WHAT THIS TASK INVOLVES
In the records below, locate the line containing "Identify a point for each instance of the stack", then extract it and all following lines exactly, ending with the last line.

STORED DATA
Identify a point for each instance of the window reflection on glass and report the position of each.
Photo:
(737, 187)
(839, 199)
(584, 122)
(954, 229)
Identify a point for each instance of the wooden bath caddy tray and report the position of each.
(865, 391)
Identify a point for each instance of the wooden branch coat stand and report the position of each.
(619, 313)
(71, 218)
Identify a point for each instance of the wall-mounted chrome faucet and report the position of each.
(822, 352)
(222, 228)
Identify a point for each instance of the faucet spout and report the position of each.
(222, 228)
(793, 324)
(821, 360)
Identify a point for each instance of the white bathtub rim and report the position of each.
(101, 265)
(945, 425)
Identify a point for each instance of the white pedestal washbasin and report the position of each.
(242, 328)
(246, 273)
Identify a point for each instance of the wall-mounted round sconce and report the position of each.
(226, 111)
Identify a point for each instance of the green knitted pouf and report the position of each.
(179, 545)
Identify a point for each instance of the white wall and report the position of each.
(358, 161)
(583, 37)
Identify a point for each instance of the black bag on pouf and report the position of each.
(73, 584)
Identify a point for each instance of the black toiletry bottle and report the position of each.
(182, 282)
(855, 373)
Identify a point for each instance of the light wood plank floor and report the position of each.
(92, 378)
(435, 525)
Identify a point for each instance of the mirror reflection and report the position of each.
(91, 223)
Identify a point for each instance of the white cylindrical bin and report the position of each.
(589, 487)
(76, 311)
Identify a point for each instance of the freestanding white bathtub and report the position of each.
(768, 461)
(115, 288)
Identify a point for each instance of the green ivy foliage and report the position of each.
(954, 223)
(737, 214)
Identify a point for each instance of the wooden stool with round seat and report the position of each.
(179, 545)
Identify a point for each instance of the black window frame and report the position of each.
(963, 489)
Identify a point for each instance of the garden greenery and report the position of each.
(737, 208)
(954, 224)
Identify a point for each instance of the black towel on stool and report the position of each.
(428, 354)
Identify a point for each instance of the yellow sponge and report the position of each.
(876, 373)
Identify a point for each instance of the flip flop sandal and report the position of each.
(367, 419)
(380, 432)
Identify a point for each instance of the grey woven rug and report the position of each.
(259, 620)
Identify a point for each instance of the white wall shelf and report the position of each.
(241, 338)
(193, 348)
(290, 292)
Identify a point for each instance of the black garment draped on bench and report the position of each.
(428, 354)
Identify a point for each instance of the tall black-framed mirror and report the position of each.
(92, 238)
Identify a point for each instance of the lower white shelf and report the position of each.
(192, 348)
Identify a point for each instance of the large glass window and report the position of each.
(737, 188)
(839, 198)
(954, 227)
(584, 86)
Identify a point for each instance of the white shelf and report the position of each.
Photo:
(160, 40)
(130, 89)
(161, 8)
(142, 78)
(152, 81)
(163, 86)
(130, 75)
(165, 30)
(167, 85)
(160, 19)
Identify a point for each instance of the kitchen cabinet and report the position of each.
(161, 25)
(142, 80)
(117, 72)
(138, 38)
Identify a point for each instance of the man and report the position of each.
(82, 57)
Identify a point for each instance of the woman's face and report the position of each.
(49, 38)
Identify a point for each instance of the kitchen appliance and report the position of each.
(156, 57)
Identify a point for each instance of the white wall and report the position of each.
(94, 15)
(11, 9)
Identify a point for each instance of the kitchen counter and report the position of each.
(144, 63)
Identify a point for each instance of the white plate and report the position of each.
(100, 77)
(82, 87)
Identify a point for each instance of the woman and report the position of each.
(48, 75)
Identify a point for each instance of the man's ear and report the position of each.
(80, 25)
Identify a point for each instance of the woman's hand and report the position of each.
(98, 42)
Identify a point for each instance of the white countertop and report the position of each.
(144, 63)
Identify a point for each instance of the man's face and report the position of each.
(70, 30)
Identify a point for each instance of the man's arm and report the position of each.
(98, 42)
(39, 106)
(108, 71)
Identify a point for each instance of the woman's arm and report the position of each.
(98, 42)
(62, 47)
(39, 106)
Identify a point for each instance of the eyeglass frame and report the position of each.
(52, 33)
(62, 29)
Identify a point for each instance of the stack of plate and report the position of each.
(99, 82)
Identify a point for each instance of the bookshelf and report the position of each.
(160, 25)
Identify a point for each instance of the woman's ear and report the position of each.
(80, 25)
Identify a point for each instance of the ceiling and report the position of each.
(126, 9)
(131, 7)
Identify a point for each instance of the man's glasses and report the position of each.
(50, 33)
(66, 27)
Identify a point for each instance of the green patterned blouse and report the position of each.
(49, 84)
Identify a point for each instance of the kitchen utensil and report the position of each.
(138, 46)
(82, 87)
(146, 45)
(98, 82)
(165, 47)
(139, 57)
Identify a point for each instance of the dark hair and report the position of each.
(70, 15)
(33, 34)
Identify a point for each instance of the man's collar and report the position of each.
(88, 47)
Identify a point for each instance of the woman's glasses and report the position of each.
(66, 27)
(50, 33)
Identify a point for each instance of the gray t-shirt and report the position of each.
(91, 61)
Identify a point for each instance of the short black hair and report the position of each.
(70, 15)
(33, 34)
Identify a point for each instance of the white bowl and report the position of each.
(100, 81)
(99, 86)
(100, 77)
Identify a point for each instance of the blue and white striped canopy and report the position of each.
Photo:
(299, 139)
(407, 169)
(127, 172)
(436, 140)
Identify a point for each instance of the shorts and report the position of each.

RIGHT ANSWER
Identify a point for each instance of the stack of plate and report the position of each.
(99, 82)
Identify a point for each instance of the bookshelf and report the position of each.
(160, 25)
Identify a point for each instance of the woman's ear and report the position of each.
(80, 25)
Identify a point for each instance of the ceiling and report the position of each.
(126, 9)
(131, 7)
Identify a point for each instance of the man's glasses and report the position of each.
(50, 33)
(66, 27)
Identify a point for each instance of the green patterned blouse and report the position of each.
(49, 84)
Identify a point for each instance of the kitchen utensil and report the position of each.
(138, 46)
(82, 87)
(146, 45)
(98, 82)
(165, 47)
(139, 57)
Identify a point for each instance of the dark hair and report the position of each.
(70, 15)
(33, 34)
Identify a point for each instance of the man's collar and report the position of each.
(88, 47)
Identify a point for each instance of the woman's glasses and report the position of each.
(66, 27)
(50, 33)
Identify a point for each instance of the gray t-shirt and report the position of each.
(91, 61)
Identify a point for each instance of the short black hair and report the position of each.
(70, 15)
(33, 34)
Identify a point for each instance of the white bowl and report the position of each.
(100, 81)
(99, 86)
(100, 77)
Identify a point for each instance of the blue and white striped canopy and report the position of each.
Photo:
(299, 139)
(407, 169)
(127, 172)
(436, 140)
Identify a point for each instance of the shorts and report the position of each.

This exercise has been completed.